TASK STATEMENT: Using the records that follow, copy every line containing the word "white".

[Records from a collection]
*** Begin section ***

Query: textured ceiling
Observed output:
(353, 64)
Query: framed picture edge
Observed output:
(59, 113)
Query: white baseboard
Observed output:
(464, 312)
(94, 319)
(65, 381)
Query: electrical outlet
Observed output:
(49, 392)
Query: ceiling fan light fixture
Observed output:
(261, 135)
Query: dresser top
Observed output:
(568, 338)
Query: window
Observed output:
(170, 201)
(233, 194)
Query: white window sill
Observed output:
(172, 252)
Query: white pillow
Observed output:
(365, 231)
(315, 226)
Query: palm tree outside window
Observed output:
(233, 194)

*** End section ***
*** Begin section ***

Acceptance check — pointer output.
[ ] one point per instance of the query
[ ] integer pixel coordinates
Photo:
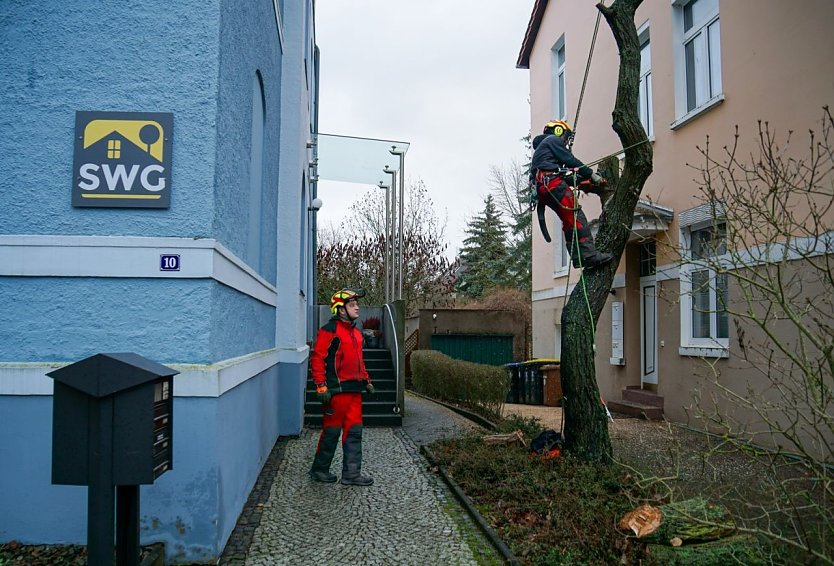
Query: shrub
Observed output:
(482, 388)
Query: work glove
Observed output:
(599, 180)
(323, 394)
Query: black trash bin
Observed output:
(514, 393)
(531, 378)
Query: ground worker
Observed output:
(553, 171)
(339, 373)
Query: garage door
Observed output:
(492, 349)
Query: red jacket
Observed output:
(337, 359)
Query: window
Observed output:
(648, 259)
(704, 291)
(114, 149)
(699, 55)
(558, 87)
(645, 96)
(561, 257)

*** End section ***

TASK RESPONSE:
Query: white baseboard
Query: white window sill
Query: white pillow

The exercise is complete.